ACTIONS TO TAKE:
1 – Pull out every line in the entries below that contains the string "target", treating uppercase and lowercase as different.
2 – Carry on the article about self-aware struct-like types in C++11, starting right after its final sentence.

EXCERPT TO READ:

Self-aware struct-like types in C++11

July 5, 2012

Even with C++11, C++ offers inadequate metaprogramming facilities for user-defined types compared to other programming languages. Given an arbitrary struct type, you can't iterate its fields and get useful information like name, offset, and size, without implementing those facilities by hand. (Nearly every would-be C++ replacement language fixes this, but they unfortunately aren't always viable options.) The C++11 standard library introduced the tuple template as a general-purpose metaprogrammable composite type, but it sucks in a number of ways:

Here's an alternative approach I came up with that provides a user interface nearly equivalent to primitive structs, is much easier to metaprogram with than tuple, and is easier to implement as well, requiring about 150 lines of header-only code. I've put a sample implementation up on Github at https://github.com/jckarter/selfaware. Here's a rundown of how it works.

RECORDS TO PROCESS:
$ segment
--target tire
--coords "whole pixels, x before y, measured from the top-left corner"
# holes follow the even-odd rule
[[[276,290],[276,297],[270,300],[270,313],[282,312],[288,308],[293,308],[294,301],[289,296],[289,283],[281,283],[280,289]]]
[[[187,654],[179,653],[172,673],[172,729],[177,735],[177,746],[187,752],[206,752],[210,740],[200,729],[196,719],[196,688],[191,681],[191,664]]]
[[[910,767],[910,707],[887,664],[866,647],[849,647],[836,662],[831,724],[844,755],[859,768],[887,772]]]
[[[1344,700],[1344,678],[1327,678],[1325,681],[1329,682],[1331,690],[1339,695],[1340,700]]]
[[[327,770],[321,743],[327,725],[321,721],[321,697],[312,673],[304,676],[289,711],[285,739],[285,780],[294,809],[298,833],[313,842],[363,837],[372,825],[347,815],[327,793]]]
---
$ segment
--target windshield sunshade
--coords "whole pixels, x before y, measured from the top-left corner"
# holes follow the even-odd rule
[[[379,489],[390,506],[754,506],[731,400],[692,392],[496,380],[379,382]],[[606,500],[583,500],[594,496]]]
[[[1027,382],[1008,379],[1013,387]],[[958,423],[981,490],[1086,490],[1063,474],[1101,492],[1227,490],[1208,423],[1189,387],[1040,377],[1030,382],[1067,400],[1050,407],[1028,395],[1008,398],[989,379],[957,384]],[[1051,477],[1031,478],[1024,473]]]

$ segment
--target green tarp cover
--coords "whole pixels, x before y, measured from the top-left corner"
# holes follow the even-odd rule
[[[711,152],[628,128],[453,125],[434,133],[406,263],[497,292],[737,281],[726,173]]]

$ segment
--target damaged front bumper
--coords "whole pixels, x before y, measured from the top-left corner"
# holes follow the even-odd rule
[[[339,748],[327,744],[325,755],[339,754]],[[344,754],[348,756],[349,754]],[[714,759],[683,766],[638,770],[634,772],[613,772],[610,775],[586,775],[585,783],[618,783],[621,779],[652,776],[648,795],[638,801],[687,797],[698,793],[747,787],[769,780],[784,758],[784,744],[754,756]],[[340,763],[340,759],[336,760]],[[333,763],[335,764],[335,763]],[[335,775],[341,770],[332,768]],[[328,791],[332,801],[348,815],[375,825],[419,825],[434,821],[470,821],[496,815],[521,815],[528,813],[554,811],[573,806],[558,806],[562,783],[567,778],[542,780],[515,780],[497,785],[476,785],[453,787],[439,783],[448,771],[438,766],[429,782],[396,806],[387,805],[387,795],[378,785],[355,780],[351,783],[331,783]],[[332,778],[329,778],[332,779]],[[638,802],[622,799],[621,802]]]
==
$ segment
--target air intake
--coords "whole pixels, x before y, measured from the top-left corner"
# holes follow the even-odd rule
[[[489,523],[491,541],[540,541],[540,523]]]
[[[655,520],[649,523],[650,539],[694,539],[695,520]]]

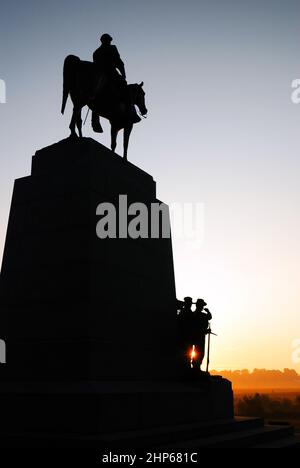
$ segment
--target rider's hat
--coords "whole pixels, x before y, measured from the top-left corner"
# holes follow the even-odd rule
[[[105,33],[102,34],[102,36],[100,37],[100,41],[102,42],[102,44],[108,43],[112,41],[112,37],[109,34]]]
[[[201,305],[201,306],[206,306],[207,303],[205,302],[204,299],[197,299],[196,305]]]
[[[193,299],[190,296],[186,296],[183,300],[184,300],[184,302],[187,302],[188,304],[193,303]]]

RESPONSES IN ORDER:
1 –
--target tire
--target windshield sunshade
--target green tarp cover
--target damaged front bumper
--target air intake
--target rider's hat

2 –
Self-aware field templates

The main idea is to inherit the "struct" type from a set of field class templates, each of which defines a single field along with methods to generically access its name string, value, and type. For example, a field template named foo looks like this:

template<typename T>
struct foo {
    T foo;

    // field name
    constexpr static char const *name() { return "foo"; }

    // field type
    using type = T;

    // field value generic accessor
    T &value() & { return this->foo; }
    T const &value() const & { return this->foo; }
    T &&value() && { return this->foo; }
};

A preprocessor macro can generate these for us:

#define SELFAWARE_IDENTIFIER(NAME) \
    template<typename T> \
    struct NAME { \
        T NAME; \
        // field name \
        constexpr static char const *name() { return #NAME; } \
        // field type \
        using type = T; \
        // field value generic accessor \
        T &value() & { return this->NAME; } \
        T const &value() const & { return this->NAME; } \
        T &&value() && { return this->NAME; } \
    };

The self-aware struct template

The "struct" template now needs only to inherit a set of field template instances and provide some constructors:

template<typename...Fields>
struct Struct : Fields... {
    // A convenience alias for subclasses
    using struct_type = Struct;

    // Preserve default constructors
    Struct() = default;
    Struct(Struct const &) = default;

    // Forwarding elementwise constructor
    template<typename...T>
    constexpr Struct(T &&...x) : Fields{static_cast<T&&>(x)}... {}
};

A Struct type can then be used either by aliasing a Struct instance or by inheriting an instance and its constructors. (As of Clang 3.1 and GCC 4.7, neither compiler yet supports inheriting constructors, so aliasing is currently more practical.)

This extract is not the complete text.